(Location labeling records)
□ □ □

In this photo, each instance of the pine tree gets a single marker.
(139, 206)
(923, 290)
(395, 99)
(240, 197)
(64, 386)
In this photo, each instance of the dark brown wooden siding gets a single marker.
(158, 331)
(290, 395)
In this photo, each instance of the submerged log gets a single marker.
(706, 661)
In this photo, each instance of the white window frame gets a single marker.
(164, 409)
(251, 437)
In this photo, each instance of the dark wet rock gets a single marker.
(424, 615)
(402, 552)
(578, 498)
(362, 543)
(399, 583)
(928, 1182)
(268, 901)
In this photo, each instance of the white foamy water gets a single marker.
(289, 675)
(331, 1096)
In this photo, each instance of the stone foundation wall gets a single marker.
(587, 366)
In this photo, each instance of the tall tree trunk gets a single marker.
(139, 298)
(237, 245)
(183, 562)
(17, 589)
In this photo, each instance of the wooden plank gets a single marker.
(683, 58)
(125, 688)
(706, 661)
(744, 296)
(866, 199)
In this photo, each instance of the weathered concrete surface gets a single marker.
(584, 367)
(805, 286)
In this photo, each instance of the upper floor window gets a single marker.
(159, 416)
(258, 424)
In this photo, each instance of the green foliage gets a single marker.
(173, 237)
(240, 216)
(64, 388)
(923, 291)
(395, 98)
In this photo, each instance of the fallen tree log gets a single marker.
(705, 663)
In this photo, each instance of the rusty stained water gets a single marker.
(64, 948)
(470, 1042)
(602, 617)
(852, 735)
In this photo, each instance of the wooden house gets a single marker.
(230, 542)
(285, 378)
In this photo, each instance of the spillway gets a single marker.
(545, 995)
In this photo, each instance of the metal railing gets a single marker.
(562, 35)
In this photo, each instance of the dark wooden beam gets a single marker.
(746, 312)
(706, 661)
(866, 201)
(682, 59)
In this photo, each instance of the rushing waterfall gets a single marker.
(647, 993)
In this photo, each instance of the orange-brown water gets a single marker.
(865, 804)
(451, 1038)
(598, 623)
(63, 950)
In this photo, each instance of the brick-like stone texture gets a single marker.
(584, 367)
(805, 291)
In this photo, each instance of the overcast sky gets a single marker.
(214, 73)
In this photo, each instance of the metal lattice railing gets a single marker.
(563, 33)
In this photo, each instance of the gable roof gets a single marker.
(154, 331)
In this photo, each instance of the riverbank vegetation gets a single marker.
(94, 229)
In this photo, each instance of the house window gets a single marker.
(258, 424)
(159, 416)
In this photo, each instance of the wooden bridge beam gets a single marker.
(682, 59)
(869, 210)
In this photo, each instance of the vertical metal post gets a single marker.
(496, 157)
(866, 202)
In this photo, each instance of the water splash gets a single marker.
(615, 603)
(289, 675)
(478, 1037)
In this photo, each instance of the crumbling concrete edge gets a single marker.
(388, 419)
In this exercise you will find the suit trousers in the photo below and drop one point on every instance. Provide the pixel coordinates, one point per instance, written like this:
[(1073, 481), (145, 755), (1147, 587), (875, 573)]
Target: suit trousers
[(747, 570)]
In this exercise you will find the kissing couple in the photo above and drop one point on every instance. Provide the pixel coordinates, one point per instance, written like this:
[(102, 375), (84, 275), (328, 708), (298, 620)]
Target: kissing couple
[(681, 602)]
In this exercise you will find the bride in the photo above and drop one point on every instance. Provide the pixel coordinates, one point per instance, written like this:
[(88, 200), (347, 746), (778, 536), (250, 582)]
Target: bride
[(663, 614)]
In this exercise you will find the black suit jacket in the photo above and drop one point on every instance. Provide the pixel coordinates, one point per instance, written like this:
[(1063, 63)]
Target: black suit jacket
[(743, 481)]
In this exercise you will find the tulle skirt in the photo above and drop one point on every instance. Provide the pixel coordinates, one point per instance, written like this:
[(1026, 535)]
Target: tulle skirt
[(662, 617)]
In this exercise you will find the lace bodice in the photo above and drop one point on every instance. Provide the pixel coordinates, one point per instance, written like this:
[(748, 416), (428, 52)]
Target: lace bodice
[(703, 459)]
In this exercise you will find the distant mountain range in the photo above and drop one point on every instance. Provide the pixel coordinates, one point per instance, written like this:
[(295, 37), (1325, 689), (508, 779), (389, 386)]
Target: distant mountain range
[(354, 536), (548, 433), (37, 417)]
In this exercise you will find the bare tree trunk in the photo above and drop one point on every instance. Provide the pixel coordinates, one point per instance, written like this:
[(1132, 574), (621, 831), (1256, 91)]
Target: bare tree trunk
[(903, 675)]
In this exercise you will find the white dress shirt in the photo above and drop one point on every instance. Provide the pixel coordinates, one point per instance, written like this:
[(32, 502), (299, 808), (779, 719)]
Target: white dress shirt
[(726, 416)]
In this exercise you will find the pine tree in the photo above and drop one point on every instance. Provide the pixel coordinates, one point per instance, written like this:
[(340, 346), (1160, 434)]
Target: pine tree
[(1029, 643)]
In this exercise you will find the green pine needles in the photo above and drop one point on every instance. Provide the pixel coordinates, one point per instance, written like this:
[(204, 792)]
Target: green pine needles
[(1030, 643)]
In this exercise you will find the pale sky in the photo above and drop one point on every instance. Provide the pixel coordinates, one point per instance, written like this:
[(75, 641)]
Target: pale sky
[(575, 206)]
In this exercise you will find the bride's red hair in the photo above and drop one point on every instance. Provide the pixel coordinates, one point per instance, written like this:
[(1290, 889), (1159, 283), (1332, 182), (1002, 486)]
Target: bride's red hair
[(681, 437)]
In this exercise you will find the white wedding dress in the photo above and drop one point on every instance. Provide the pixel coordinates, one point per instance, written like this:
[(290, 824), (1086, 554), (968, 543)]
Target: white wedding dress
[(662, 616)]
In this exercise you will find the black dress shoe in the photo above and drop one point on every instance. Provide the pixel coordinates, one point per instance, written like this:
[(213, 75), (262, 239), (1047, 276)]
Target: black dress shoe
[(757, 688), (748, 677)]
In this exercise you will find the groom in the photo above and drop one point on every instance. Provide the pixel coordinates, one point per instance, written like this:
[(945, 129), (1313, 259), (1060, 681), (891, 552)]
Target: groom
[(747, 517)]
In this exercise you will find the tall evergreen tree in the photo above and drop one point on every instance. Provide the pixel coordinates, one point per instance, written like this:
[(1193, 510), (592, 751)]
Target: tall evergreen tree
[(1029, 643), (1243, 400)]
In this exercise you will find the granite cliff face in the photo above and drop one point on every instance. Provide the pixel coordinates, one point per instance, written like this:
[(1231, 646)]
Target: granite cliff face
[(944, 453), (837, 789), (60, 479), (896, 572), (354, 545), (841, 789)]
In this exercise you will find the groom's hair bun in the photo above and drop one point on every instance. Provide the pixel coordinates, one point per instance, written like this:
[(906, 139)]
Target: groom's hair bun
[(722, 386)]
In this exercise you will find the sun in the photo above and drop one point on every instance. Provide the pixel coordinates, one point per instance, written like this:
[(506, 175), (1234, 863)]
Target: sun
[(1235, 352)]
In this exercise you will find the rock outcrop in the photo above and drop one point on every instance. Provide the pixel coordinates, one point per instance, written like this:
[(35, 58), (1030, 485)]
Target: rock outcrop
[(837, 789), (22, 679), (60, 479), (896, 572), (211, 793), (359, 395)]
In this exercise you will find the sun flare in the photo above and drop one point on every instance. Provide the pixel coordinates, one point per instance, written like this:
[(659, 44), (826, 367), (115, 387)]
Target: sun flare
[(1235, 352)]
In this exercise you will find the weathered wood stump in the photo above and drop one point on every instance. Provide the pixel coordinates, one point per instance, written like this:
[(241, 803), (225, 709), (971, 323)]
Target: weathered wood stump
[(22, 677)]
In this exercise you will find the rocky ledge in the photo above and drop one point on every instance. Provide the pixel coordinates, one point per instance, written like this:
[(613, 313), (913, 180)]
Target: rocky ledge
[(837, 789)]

□ □ □

Reproduce all of the material above, substituting "occurrence" for each "instance" and leaving everything else unchanged.

▶ [Answer for the task]:
In this photo, each occurrence of the pine tree gets a single marker.
(139, 206)
(923, 290)
(395, 99)
(240, 197)
(64, 386)
In this photo, each occurrence of the dark brown wooden siding gets a single marker.
(158, 331)
(290, 395)
In this photo, each occurrence of the submerged log gets a single marker.
(706, 661)
In this photo, each occurrence of the white window frame gets a single marker.
(164, 409)
(251, 437)
In this photo, each occurrence of the dark wet rock gets a single marker.
(424, 615)
(402, 552)
(578, 498)
(362, 543)
(399, 583)
(928, 1182)
(268, 901)
In this photo, each occurrence of the white foamy water gets a single marker.
(289, 675)
(331, 1096)
In this photo, each occurrence of the stone foundation wall gets a single marker.
(587, 366)
In this photo, each occurrence of the tall tree trunk gets a single marker.
(139, 298)
(237, 245)
(183, 562)
(17, 589)
In this photo, each occurrence of the wooden plank gets a single marker.
(683, 58)
(125, 688)
(706, 661)
(744, 296)
(866, 199)
In this photo, each occurrence of the weathered concrete surface gets a single marker.
(584, 367)
(805, 286)
In this photo, each occurrence of the upper floor window gets a single marker.
(159, 416)
(258, 424)
In this photo, each occurrence of the green foliage gets a single marker.
(173, 237)
(240, 216)
(64, 388)
(923, 291)
(395, 98)
In this photo, each occurrence of the fallen tree log gets a single marker.
(705, 663)
In this photo, each occurrence of the rusty stained water gets a single marker.
(64, 948)
(470, 1042)
(602, 617)
(852, 735)
In this photo, each occurrence of the wooden house gets a single marker.
(230, 542)
(285, 378)
In this photo, each occurrence of the spillway gets a single marker.
(545, 995)
In this photo, each occurrence of the metal railing gets a single marker.
(562, 35)
In this photo, each occurrence of the dark wooden beam gets a single marker.
(746, 312)
(706, 661)
(866, 201)
(682, 59)
In this photo, each occurrence of the rushing waterfall gets a single marker.
(647, 993)
In this photo, each occurrence of the orange-brown water gets a single marker.
(865, 804)
(451, 1038)
(598, 623)
(63, 950)
In this photo, each occurrence of the brick-like stone texture gets a single marker.
(584, 367)
(805, 291)
In this photo, each occurrence of the overcast sky gets a single marker.
(214, 73)
In this photo, each occurrence of the metal lattice railing gets a single marker.
(563, 33)
In this photo, each occurrence of the gable roof gets a single marker.
(154, 331)
In this photo, each occurrence of the riverbank vegetation gets a single marker.
(94, 229)
In this photo, each occurrence of the house window gets a single marker.
(258, 424)
(159, 416)
In this photo, each occurrence of the wooden bridge beam gets a single marker.
(682, 59)
(869, 210)
In this photo, each occurrence of the vertical metal post gets a single marker.
(496, 157)
(866, 202)
In this photo, each occurrence of the water splash gets a single marker.
(615, 603)
(289, 675)
(478, 1037)
In this photo, each occurrence of the crumbling concrete edge gets a single marker.
(388, 419)
In this exercise you will find the suit trousers in the photo below and drop one point on every occurrence. Provide the pixel coordinates, one point per occurrence, written like this:
[(1073, 481), (145, 755), (1147, 587), (875, 573)]
Target: suit trousers
[(747, 570)]
In this exercise you will find the kissing couple in the photo above and drop one point on every occurrence. Provide the pixel coordinates, one point per occurrence, written like this:
[(102, 375), (84, 275), (328, 708), (298, 620)]
Target: kissing couple
[(681, 602)]
In this exercise you will find the bride in the photo above and drop one point on every occurrence. Provide the pixel coordinates, one point per occurrence, written like this:
[(88, 200), (347, 746), (778, 536), (250, 582)]
Target: bride
[(663, 614)]
In this exercise you will find the black suit jacket in the photo above and drop one point on every occurrence. Provide the pixel coordinates, one point per occurrence, written like this:
[(1063, 63)]
Target: black suit jacket
[(743, 481)]
In this exercise you will find the tulle skirt in the photo above and drop one point on every occurrence. Provide the pixel coordinates, one point per occurrence, written like this:
[(1026, 535)]
Target: tulle skirt
[(662, 617)]
In this exercise you will find the lace bodice in the photo above and drop one point on every occurrence. Provide the pixel coordinates, one point per occurrence, written like this:
[(748, 416), (428, 52)]
Target: lace bodice
[(703, 459)]
In this exercise you will find the distant mountain range in the photo above and drop one point on every occurrence. Provide the pixel coordinates, one point per occurrence, written like this:
[(295, 37), (1325, 689), (508, 779), (389, 386)]
Target: distant mountain range
[(354, 536), (548, 433), (37, 417)]
In this exercise you will find the bare tree trunk in the photo above and drop one point on every occurrence. Provide the pixel coordinates, one point per occurrence, written like this:
[(1132, 574), (621, 831), (1256, 91)]
Target: bare tree trunk
[(903, 675)]
In this exercise you will find the white dress shirt in the photo above and drop one point on every occurrence. Provide the pixel coordinates, one point per occurrence, written like this:
[(32, 502), (299, 808), (779, 719)]
Target: white dress shirt
[(726, 416)]
In this exercise you will find the pine tree in the photo above and drop one point on every occurrence. Provide the pixel coordinates, one point per occurrence, written like this:
[(340, 346), (1160, 434)]
Target: pine tree
[(1029, 643)]
In this exercise you will find the green pine needles in the photo above and drop one point on every occurrence. Provide the pixel coordinates, one point per occurrence, written like this:
[(204, 792)]
Target: green pine needles
[(1030, 643)]
In this exercise you will find the pale sky in the photo above and drop one point on every occurrence. Provide the pixel coordinates, one point per occurrence, written like this:
[(75, 641)]
Target: pale sky
[(575, 206)]
In this exercise you will find the bride's red hair in the photo above and drop one point on every occurrence. Provide the pixel coordinates, one point per occurrence, written like this:
[(1290, 889), (1159, 283), (1332, 182), (1002, 486)]
Target: bride's red hair
[(681, 437)]
In this exercise you will find the white wedding dress in the photo above and drop one point on every occurrence. Provide the pixel coordinates, one point per occurrence, written like this:
[(290, 824), (1086, 554), (968, 543)]
Target: white wedding dress
[(662, 616)]
In this exercise you will find the black dress shoe in the photo above and drop one point on every occurrence. Provide the pixel coordinates, one point per occurrence, written like this:
[(213, 75), (262, 239), (1047, 276)]
Target: black dress shoe
[(757, 688), (748, 677)]
In this exercise you will find the groom in the photo above and drop one point on every occurrence. Provide the pixel coordinates, one point per occurrence, written like this:
[(945, 129), (1313, 259), (1060, 681), (891, 552)]
Target: groom
[(747, 517)]
In this exercise you will find the tall evergreen tree in the photo above and drop one point on every occurrence. Provide the pixel coordinates, one point per occurrence, written like this:
[(1193, 510), (592, 751)]
Target: tall evergreen tree
[(1029, 643), (1243, 400)]
In this exercise you will find the granite cliff face in the photo above and drop one point on every occurrence. Provide the pixel coordinates, one point per occurrence, written like this:
[(1231, 646)]
Target: granite cliff face
[(944, 453), (837, 789), (60, 479), (896, 572), (354, 545), (841, 789)]
In this exercise you will find the groom's hair bun in the photo above and drop one point on every occurrence. Provide the pixel coordinates, one point per occurrence, written like this:
[(906, 139)]
Target: groom's hair bun
[(722, 386)]
In this exercise you will find the sun in the photo above and drop one point on every occurrence. Provide the pixel coordinates, one point per occurrence, written like this:
[(506, 175), (1234, 863)]
Target: sun
[(1235, 352)]
In this exercise you will find the rock outcrop in the photo above and drop one point on every occurrence. Provide the pixel coordinates, one point per occurrence, written like this:
[(35, 58), (1030, 485)]
Target: rock outcrop
[(837, 789), (22, 679), (60, 479), (896, 572), (211, 793), (359, 395)]
In this exercise you will find the sun flare in the photo above and drop one point on every occurrence. Provide the pixel coordinates, one point per occurrence, written like this:
[(659, 44), (826, 367), (115, 387)]
Target: sun flare
[(1235, 352)]
In this exercise you will find the weathered wood stump in the photo above and drop one point on every occurrence. Provide the pixel coordinates, one point per occurrence, written like this:
[(241, 803), (225, 709), (971, 323)]
Target: weathered wood stump
[(22, 677)]
In this exercise you will find the rocky ledge in the photo above and drop one point on every occurrence. Provide the pixel coordinates, one point per occurrence, written like this:
[(613, 313), (913, 180)]
Target: rocky ledge
[(837, 789)]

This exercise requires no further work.